◆ **Material shown**:
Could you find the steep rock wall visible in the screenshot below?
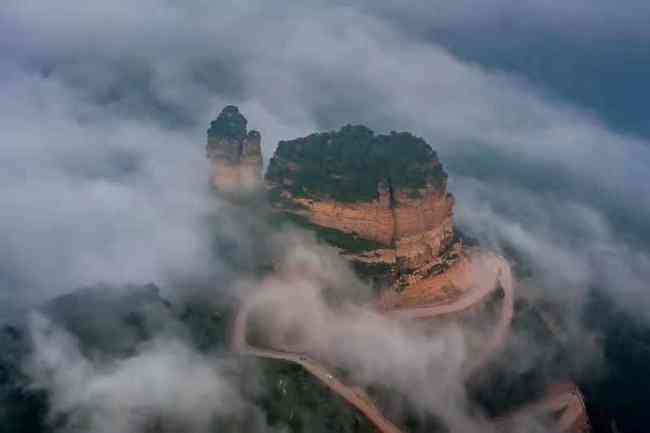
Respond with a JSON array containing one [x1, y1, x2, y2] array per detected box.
[[206, 105, 262, 194]]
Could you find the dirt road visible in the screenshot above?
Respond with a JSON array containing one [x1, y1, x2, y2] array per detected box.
[[495, 386, 587, 433], [232, 251, 514, 433], [231, 254, 586, 433]]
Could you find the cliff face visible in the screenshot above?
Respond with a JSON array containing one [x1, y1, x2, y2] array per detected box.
[[267, 126, 460, 292], [206, 105, 262, 194]]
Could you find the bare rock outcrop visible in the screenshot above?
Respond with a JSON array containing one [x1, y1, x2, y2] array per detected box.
[[206, 105, 262, 194], [266, 126, 461, 294]]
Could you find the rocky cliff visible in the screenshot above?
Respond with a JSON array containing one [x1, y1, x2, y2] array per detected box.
[[266, 125, 461, 294], [206, 105, 262, 194]]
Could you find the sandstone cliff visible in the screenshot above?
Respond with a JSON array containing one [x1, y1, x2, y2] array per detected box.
[[266, 126, 462, 294], [206, 105, 262, 194]]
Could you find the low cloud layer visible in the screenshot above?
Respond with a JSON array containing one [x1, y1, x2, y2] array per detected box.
[[0, 0, 650, 431]]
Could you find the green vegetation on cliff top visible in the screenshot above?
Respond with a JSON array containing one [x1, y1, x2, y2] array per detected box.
[[266, 125, 447, 202], [208, 105, 248, 140]]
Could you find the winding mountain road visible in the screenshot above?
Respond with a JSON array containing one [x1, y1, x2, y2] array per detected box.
[[231, 254, 579, 433]]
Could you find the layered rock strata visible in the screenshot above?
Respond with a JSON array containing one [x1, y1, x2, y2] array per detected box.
[[267, 126, 462, 289], [206, 105, 262, 194]]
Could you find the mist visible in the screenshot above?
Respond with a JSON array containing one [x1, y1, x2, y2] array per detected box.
[[0, 0, 650, 431]]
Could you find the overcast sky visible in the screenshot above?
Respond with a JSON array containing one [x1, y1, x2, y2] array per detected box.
[[0, 0, 650, 318]]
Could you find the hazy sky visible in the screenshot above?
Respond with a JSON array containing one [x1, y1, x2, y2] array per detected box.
[[0, 0, 650, 318]]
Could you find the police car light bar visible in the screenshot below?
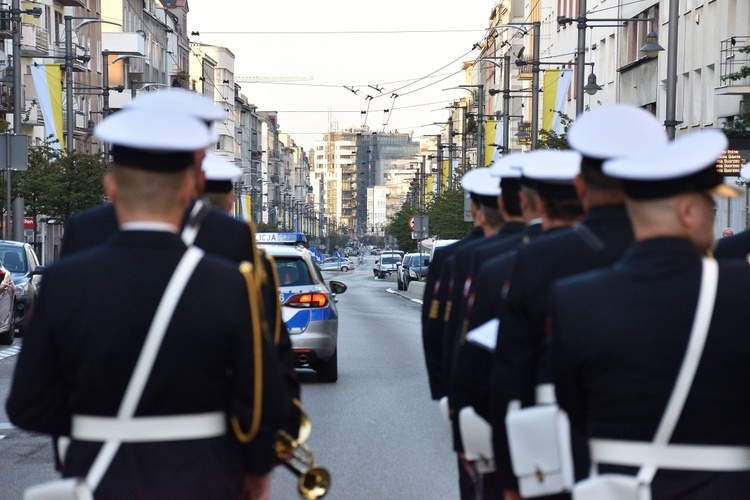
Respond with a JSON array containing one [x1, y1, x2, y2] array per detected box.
[[255, 233, 307, 245]]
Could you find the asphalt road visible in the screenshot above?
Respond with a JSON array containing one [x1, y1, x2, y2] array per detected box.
[[271, 258, 458, 500], [0, 257, 458, 500]]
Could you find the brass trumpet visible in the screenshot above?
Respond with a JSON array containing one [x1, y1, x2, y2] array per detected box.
[[274, 409, 331, 500]]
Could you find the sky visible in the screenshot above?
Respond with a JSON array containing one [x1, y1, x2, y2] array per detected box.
[[187, 0, 495, 149]]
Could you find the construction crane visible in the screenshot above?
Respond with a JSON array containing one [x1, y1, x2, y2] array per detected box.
[[234, 76, 312, 83]]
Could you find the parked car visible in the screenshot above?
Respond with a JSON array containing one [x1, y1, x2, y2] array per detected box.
[[319, 257, 354, 272], [0, 264, 16, 345], [0, 240, 44, 335], [262, 238, 346, 382], [396, 253, 430, 290], [375, 252, 401, 279], [372, 250, 404, 279]]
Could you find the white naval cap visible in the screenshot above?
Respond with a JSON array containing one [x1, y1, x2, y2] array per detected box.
[[461, 167, 500, 196], [521, 149, 581, 198], [123, 88, 226, 122], [461, 167, 500, 209], [94, 109, 216, 172], [567, 104, 668, 160], [202, 151, 242, 193], [602, 130, 738, 199]]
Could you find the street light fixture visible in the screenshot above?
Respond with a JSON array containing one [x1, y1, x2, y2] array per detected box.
[[64, 16, 122, 152], [557, 13, 671, 115]]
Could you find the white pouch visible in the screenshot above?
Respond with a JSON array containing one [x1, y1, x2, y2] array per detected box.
[[573, 474, 651, 500], [505, 405, 574, 497], [23, 477, 94, 500]]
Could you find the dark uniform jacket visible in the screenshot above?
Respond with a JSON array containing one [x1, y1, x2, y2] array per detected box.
[[60, 204, 300, 436], [7, 231, 286, 499], [552, 238, 750, 500], [714, 231, 750, 260], [422, 227, 484, 400], [490, 206, 633, 487]]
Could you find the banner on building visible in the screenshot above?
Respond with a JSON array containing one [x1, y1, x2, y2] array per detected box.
[[481, 120, 502, 167], [440, 158, 453, 193], [31, 64, 64, 149], [542, 69, 573, 134]]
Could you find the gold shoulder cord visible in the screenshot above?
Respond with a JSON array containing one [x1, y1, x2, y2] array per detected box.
[[232, 262, 263, 443], [264, 254, 281, 345]]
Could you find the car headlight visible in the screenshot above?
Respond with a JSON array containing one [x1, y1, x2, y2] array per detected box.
[[16, 281, 29, 295]]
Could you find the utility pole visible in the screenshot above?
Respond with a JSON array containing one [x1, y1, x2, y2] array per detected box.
[[435, 135, 450, 196], [531, 21, 540, 150], [65, 16, 76, 153], [5, 0, 23, 240], [503, 54, 510, 155], [576, 0, 592, 117]]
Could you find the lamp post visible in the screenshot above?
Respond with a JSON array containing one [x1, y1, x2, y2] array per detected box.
[[557, 13, 664, 116], [64, 16, 122, 151], [443, 83, 484, 167]]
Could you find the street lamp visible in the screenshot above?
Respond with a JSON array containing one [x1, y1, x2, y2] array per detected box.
[[557, 13, 671, 116], [64, 15, 122, 152], [443, 83, 484, 167]]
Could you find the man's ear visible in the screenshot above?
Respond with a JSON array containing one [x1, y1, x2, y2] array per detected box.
[[103, 172, 117, 203], [573, 174, 586, 201]]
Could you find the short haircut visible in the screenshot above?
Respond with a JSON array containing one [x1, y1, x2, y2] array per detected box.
[[112, 163, 194, 214]]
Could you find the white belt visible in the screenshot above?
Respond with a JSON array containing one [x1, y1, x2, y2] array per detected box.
[[589, 439, 750, 471], [71, 411, 227, 443]]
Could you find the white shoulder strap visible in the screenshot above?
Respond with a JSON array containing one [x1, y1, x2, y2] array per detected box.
[[638, 257, 719, 483], [86, 247, 204, 491]]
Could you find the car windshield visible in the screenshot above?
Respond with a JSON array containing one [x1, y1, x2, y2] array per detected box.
[[274, 257, 312, 286], [0, 246, 28, 273]]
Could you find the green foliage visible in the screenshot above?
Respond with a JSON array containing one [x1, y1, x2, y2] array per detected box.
[[721, 51, 750, 138], [385, 202, 421, 252], [536, 111, 573, 149], [721, 46, 750, 82], [2, 140, 107, 221], [427, 188, 473, 239], [722, 99, 750, 138]]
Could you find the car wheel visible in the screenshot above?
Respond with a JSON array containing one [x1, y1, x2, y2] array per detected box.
[[315, 349, 339, 383], [0, 321, 15, 345]]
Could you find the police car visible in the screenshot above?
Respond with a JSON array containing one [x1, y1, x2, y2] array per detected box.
[[255, 233, 346, 382]]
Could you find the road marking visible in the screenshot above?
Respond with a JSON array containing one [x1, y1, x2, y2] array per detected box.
[[0, 344, 21, 359]]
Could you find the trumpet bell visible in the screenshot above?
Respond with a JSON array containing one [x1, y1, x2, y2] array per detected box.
[[297, 466, 331, 500]]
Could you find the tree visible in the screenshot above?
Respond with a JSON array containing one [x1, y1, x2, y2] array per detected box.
[[385, 201, 422, 252], [427, 188, 472, 239], [537, 111, 573, 149], [721, 46, 750, 138], [3, 138, 107, 221]]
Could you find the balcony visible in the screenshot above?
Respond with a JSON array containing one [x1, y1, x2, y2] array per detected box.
[[715, 36, 750, 95], [58, 0, 87, 7], [21, 23, 50, 57], [0, 9, 13, 40]]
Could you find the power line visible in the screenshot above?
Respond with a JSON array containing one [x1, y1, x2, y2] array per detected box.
[[200, 28, 488, 35]]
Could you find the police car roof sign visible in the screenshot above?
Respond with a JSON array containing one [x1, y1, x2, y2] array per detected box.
[[255, 233, 307, 245]]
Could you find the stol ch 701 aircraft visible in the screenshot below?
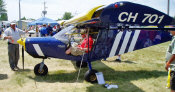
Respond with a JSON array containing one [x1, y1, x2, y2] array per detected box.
[[18, 2, 175, 83]]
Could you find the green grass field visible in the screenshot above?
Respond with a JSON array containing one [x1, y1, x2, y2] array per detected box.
[[0, 40, 170, 92]]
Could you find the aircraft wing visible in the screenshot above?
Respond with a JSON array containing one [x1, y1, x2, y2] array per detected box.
[[64, 5, 103, 25]]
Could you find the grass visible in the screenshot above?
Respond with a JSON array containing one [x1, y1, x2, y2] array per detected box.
[[0, 40, 170, 92]]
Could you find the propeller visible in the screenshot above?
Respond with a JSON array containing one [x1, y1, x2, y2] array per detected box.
[[17, 38, 25, 70]]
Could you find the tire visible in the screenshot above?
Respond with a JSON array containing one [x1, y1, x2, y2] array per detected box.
[[84, 70, 98, 83], [34, 63, 48, 76], [76, 61, 87, 68]]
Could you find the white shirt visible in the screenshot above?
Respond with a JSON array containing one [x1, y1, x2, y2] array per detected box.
[[3, 27, 25, 44]]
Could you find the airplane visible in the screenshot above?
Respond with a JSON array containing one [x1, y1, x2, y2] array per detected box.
[[18, 1, 175, 83]]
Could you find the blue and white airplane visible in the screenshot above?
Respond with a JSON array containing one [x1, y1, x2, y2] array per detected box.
[[18, 1, 175, 83]]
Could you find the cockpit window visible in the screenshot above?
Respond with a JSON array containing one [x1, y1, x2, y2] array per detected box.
[[53, 26, 85, 44], [53, 26, 74, 44]]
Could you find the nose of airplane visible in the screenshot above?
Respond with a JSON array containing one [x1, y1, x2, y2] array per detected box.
[[17, 38, 26, 49]]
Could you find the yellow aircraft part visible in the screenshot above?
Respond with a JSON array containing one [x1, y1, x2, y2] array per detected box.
[[64, 5, 103, 25], [17, 38, 26, 50]]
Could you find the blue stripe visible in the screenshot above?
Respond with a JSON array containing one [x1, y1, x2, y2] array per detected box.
[[125, 30, 135, 53], [115, 30, 127, 55]]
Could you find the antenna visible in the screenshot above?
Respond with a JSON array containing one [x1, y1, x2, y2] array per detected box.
[[42, 1, 47, 17]]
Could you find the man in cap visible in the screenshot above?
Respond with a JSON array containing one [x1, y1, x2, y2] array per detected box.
[[40, 24, 47, 37], [3, 22, 27, 71]]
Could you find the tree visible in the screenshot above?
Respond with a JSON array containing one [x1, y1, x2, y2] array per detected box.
[[21, 17, 26, 20], [0, 0, 8, 21], [62, 12, 73, 20]]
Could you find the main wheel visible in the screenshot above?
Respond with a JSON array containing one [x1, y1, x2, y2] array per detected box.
[[84, 70, 97, 83], [76, 61, 87, 68], [34, 63, 48, 76]]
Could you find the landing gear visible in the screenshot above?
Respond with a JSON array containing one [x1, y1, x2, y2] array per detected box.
[[76, 61, 87, 68], [34, 59, 48, 76], [84, 61, 98, 83]]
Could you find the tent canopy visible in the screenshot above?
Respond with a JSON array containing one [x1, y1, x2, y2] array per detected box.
[[28, 17, 58, 25]]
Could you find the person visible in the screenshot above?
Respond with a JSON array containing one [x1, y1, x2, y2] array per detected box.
[[3, 23, 27, 71], [40, 24, 47, 37], [165, 28, 175, 92], [56, 24, 61, 32], [115, 55, 121, 63], [46, 24, 53, 36], [65, 34, 93, 56]]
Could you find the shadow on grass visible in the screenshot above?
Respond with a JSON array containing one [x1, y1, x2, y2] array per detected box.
[[121, 60, 136, 64], [28, 61, 167, 92], [0, 74, 8, 80]]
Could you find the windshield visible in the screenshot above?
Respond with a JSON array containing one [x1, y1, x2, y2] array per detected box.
[[53, 25, 74, 44]]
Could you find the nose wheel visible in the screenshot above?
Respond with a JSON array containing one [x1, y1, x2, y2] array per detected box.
[[34, 63, 48, 76], [84, 69, 97, 83]]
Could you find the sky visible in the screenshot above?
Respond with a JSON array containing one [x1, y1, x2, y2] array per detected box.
[[4, 0, 175, 21]]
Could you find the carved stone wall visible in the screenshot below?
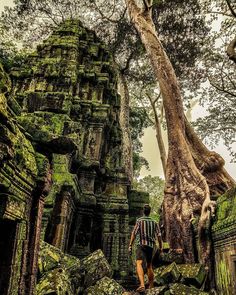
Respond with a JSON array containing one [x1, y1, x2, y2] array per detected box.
[[212, 188, 236, 295], [0, 21, 149, 295], [0, 65, 49, 295], [9, 21, 142, 280]]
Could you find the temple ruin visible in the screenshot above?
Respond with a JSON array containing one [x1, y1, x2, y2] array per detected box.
[[0, 20, 236, 295]]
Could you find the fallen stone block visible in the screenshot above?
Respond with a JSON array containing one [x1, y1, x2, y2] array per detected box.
[[153, 266, 166, 286], [36, 268, 74, 295], [168, 283, 209, 295], [81, 250, 112, 294], [160, 262, 181, 284], [38, 241, 80, 276], [178, 263, 207, 288], [145, 286, 168, 295], [84, 277, 125, 295]]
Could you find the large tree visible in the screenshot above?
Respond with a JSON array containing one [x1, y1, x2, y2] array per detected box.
[[1, 0, 210, 179], [1, 0, 233, 276], [126, 0, 234, 278], [195, 0, 236, 161]]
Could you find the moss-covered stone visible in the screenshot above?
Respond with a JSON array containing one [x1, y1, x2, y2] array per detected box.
[[36, 268, 75, 295], [145, 286, 168, 295], [178, 264, 207, 288], [84, 277, 125, 295], [81, 250, 112, 287], [168, 283, 209, 295], [160, 262, 181, 284]]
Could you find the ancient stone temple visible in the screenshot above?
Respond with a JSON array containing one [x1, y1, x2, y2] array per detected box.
[[212, 188, 236, 295], [0, 21, 148, 295]]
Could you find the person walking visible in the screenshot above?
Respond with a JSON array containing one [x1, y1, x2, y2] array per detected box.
[[129, 204, 162, 292]]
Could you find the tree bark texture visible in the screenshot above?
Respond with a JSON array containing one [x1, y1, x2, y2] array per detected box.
[[226, 36, 236, 63], [126, 0, 233, 266], [119, 73, 133, 183], [148, 97, 167, 175]]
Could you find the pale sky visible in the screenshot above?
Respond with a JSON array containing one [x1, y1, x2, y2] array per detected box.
[[0, 0, 236, 179], [140, 105, 236, 179]]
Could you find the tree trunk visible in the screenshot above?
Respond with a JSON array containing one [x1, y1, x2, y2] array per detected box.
[[126, 0, 232, 265], [119, 72, 133, 183], [148, 96, 167, 176]]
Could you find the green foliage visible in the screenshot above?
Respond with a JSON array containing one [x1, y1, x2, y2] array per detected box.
[[195, 0, 236, 161], [134, 175, 165, 220]]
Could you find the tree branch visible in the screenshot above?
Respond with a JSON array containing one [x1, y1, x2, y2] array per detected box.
[[226, 36, 236, 63], [225, 0, 236, 17]]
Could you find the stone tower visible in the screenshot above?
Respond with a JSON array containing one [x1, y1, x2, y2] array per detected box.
[[12, 20, 148, 280]]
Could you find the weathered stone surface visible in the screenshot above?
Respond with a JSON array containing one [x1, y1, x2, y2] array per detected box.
[[11, 20, 134, 276], [38, 241, 81, 275], [84, 277, 125, 295], [178, 264, 207, 288], [212, 187, 236, 295], [145, 286, 168, 295], [81, 250, 112, 287], [0, 61, 44, 295], [36, 268, 75, 295], [168, 283, 209, 295], [160, 262, 181, 284]]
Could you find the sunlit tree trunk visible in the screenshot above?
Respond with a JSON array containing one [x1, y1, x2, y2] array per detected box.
[[148, 96, 167, 175], [119, 72, 133, 183], [126, 0, 233, 266]]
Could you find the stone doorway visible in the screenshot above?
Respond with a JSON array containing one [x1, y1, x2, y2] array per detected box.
[[0, 219, 17, 295]]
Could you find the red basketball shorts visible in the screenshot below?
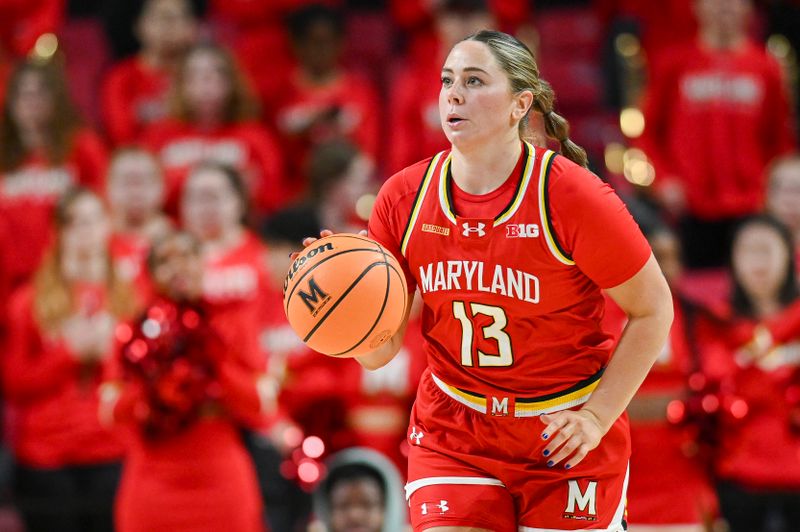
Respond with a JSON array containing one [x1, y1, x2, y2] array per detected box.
[[406, 373, 630, 532]]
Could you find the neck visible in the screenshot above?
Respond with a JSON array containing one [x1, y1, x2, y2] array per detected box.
[[61, 252, 108, 283], [450, 135, 522, 194], [699, 28, 746, 50]]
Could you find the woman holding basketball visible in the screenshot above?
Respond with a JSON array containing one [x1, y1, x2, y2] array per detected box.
[[304, 31, 672, 532]]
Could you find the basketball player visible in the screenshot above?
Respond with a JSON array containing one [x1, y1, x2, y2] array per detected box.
[[306, 31, 672, 532]]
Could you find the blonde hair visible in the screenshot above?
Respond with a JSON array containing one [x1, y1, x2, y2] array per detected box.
[[33, 187, 138, 334], [464, 30, 587, 167]]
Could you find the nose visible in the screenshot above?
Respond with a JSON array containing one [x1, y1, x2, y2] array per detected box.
[[447, 83, 464, 105]]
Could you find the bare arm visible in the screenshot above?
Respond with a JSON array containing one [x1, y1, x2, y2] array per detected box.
[[541, 255, 673, 467]]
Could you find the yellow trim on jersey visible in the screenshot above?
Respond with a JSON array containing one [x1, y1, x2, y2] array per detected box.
[[539, 150, 575, 266], [493, 142, 536, 227], [439, 154, 457, 224], [514, 379, 600, 417], [400, 152, 444, 257]]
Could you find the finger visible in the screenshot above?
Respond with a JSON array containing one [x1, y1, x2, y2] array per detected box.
[[539, 412, 569, 440], [547, 434, 581, 467], [564, 443, 590, 469], [542, 423, 575, 457]]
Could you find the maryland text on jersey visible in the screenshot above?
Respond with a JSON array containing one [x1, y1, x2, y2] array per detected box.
[[419, 260, 539, 303]]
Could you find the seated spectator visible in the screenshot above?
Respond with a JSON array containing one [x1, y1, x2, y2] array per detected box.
[[640, 0, 794, 268], [276, 6, 381, 197], [386, 0, 496, 174], [699, 215, 800, 532], [2, 188, 135, 532], [145, 44, 285, 220], [100, 233, 264, 532], [604, 225, 717, 532], [0, 61, 107, 304], [311, 447, 408, 532], [767, 154, 800, 271], [107, 148, 172, 294], [102, 0, 197, 145]]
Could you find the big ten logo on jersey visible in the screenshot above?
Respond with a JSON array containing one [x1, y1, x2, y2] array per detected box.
[[361, 348, 411, 396], [297, 277, 331, 317], [562, 480, 597, 521], [506, 224, 539, 238]]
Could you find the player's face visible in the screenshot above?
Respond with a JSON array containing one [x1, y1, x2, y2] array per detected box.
[[61, 194, 111, 257], [439, 41, 526, 150], [331, 479, 383, 532], [732, 223, 790, 301], [767, 161, 800, 232], [181, 169, 243, 241], [108, 153, 164, 221]]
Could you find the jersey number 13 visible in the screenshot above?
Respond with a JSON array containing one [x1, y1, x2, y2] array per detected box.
[[453, 301, 514, 367]]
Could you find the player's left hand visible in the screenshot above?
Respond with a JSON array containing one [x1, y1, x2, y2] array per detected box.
[[539, 410, 605, 469]]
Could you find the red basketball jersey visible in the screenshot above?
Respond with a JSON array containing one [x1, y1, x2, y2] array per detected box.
[[370, 143, 650, 396]]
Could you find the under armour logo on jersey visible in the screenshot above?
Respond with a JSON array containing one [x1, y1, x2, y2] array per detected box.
[[420, 499, 450, 515], [409, 427, 425, 445], [461, 222, 486, 236]]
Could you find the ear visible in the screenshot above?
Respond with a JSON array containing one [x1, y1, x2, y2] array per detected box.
[[511, 91, 533, 122]]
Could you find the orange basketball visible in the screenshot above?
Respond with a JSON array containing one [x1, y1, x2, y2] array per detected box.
[[283, 233, 408, 357]]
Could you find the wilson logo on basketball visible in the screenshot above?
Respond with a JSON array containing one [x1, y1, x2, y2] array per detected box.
[[283, 242, 333, 292], [297, 277, 331, 318]]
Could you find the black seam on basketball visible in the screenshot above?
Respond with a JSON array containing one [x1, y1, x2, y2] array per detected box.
[[331, 243, 396, 356], [330, 260, 407, 356], [284, 248, 377, 312], [303, 261, 394, 344]]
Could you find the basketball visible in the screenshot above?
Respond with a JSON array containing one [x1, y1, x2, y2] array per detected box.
[[283, 234, 408, 357]]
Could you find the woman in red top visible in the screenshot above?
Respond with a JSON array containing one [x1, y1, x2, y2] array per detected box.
[[102, 0, 197, 145], [275, 5, 382, 197], [107, 148, 172, 301], [0, 62, 106, 302], [100, 233, 264, 532], [300, 31, 672, 532], [2, 189, 135, 532], [704, 215, 800, 532], [145, 44, 284, 216]]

◆ **Your goal**: Edit the lines from the line with "Could you find the sandstone" to the line with "[[274, 409, 331, 500]]", replacing "screenshot" with "image" and keeping everything else the same. Return only those lines, and omit the pictures.

◆ **Task response**:
Could you find the sandstone cliff visible in the image above?
Respond with a JSON array containing one [x1, y1, x2, y2] array per detected box.
[[266, 126, 462, 294], [206, 105, 262, 194]]
Could you find the low cloud layer visible in the image above?
Respond with a JSON array containing one [x1, y1, x2, y2] array per detected box.
[[0, 0, 650, 431]]
Could you find the green vegetation on cliff top visible in the image above?
Respond with a JSON array containing one [x1, y1, x2, y2] array per detected box.
[[266, 125, 447, 202], [208, 105, 248, 140]]
Could you find the winding mountain road visible in the image above?
Respond with a JSON array containing one [x1, y1, x2, y2] array per detected box.
[[231, 254, 579, 433]]
Could you find the layered rock strata visible in the image above?
Respond with a JSON array containing one [x1, y1, x2, y2] array per detected box.
[[267, 126, 462, 289], [206, 105, 262, 194]]
Could you find the mist visible in the image above?
Respond with a JSON array containing one [x1, y1, x2, y2] array per detected box.
[[0, 0, 650, 431]]
Could you find the overcast sky visible in the image above?
Respond with a JSON array containing one [x1, y1, x2, y2] array per detected box.
[[0, 0, 650, 318]]
Could you find the hazy sky visible in the image above?
Respond with a JSON array containing one [x1, y1, x2, y2] array per detected box.
[[0, 0, 650, 318]]
Could you find the police car light bar visible in the image below?
Respond with a JSON array containing one [x1, y1, x2, y2] array per detected box.
[[255, 233, 307, 245]]
Could you find the asphalt road visible in the image above?
Respond with a JSON array containing one [x1, y1, x2, y2] array per detected box.
[[271, 258, 458, 500], [0, 257, 458, 500]]
Could you find the brass trumpet visible in the image above?
Respond with a JSON array containing one [x1, y1, x2, y2] array per detected box.
[[274, 409, 331, 500]]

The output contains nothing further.